*Testo fornito*.
***

Trump vs Mamdani, la stanza dei (tre) bottoni

Michele Masneri

Il presidente americano e il sindaco newyorchese, due mondi e due stili a confronto. Il primo cittadino a un occhio superficiale sembra vestito esattamente come Trump: abito coordinato monopetto, camicia bianca, cravatta monocroma. In realtà Mamdani veste abiti "slim" e a basso prezzo. Forse adesso Trump lo copierà. 

Tutto si può dire di Trump tranne che non sia un buon comunicatore. E così anche l’episodio 1999 della serie “Trump bullizza leader alla Casa Bianca” ha avuto il suo colpo di scena. Quando venerdì scorso il suo rivale anche antropologico, il neo sindaco di New York  Zohran Mamdani, si è presentato nello Studio Ovale (ovale e dorato, ormai), tutti pensavano che si sarebbe seguito il solito copione, con la bullizzazione del malcapitato di turno, modello Zelensky, invece no. Neanche critiche sull’abito, come invece la volta tremenda a febbraio quando il presidente ucraino fu sbeffeggiato da Trump e la sua ghenga perché non aveva il vestito secondo loro adatto.

***

*Righe archiviate*.

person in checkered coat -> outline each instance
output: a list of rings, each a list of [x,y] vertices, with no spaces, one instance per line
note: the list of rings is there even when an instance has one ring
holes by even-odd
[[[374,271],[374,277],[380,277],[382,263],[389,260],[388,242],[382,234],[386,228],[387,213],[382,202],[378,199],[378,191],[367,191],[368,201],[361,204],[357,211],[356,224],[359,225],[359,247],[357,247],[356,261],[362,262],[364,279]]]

***

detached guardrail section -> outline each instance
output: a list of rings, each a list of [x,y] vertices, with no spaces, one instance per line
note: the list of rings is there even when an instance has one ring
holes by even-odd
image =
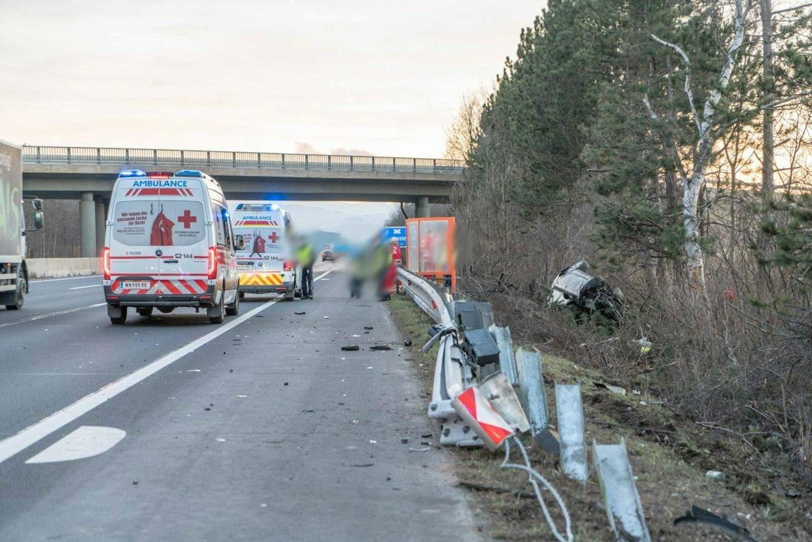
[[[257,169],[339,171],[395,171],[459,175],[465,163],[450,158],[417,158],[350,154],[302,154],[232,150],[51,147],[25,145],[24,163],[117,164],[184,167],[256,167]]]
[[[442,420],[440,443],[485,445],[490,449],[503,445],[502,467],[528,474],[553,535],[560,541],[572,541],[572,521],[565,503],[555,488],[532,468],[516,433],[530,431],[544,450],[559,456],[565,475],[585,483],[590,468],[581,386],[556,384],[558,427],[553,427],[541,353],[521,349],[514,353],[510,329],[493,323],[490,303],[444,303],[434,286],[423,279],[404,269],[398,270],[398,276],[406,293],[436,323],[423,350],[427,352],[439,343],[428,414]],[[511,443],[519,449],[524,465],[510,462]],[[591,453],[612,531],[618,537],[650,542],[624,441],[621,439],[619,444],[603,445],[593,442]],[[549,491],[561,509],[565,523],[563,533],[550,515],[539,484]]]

***

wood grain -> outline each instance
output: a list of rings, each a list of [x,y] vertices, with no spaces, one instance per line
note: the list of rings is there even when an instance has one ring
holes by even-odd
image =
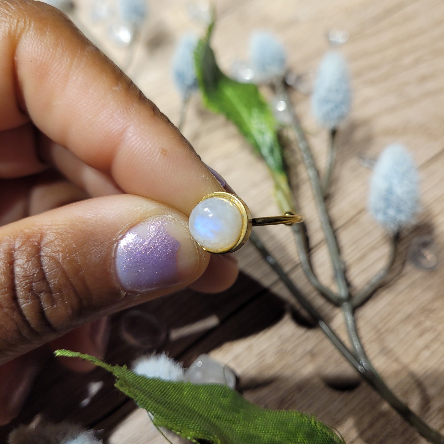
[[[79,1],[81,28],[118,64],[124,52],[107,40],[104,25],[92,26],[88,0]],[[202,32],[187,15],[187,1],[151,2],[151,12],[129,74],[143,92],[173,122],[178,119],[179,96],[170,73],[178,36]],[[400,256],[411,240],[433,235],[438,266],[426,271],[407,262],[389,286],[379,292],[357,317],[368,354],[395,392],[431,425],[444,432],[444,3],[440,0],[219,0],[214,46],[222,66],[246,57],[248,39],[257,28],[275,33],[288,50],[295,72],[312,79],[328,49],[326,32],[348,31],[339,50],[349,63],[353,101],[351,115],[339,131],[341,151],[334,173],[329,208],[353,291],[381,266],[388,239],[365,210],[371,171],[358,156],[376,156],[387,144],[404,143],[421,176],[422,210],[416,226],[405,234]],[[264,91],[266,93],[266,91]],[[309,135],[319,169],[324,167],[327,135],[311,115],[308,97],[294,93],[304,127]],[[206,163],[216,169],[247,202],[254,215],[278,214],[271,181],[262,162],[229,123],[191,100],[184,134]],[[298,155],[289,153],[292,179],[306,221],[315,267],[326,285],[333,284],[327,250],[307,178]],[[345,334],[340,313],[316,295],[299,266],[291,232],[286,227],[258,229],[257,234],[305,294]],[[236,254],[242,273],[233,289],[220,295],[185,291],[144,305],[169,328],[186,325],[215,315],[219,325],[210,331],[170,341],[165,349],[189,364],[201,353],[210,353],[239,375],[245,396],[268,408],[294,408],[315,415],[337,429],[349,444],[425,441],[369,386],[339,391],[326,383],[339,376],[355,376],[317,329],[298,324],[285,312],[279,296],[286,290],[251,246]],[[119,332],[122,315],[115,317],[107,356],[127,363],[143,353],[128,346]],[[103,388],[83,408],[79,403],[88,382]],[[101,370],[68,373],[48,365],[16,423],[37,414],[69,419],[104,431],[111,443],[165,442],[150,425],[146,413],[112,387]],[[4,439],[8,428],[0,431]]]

***

*Consegne dell'esercizio*.
**a)** Riscrivi in forma più breve il paragrafo del testo fornito che comincia con "Il presidente americano e il sindaco newyorchese", conservandone i fatti principali.
**b)** Copia senza alcuna modifica il brano del testo fornito che parte da "Michele Masneri" e prosegue fino a "Trump lo copierà." incluso.

*Le risposte*.
**a)** Il presidente americano e il sindaco di New York incarnano due mondi e due stili diversi. A prima vista Mamdani sembra vestito proprio come Trump, con abito monopetto coordinato, camicia bianca e cravatta monocroma. In realtà porta abiti "slim" ed economici. Forse ora Trump lo imiterà.

**b)**
Michele Masneri

Il presidente americano e il sindaco newyorchese, due mondi e due stili a confronto. Il primo cittadino a un occhio superficiale sembra vestito esattamente come Trump: abito coordinato monopetto, camicia bianca, cravatta monocroma. In realtà Mamdani veste abiti "slim" e a basso prezzo. Forse adesso Trump lo copierà.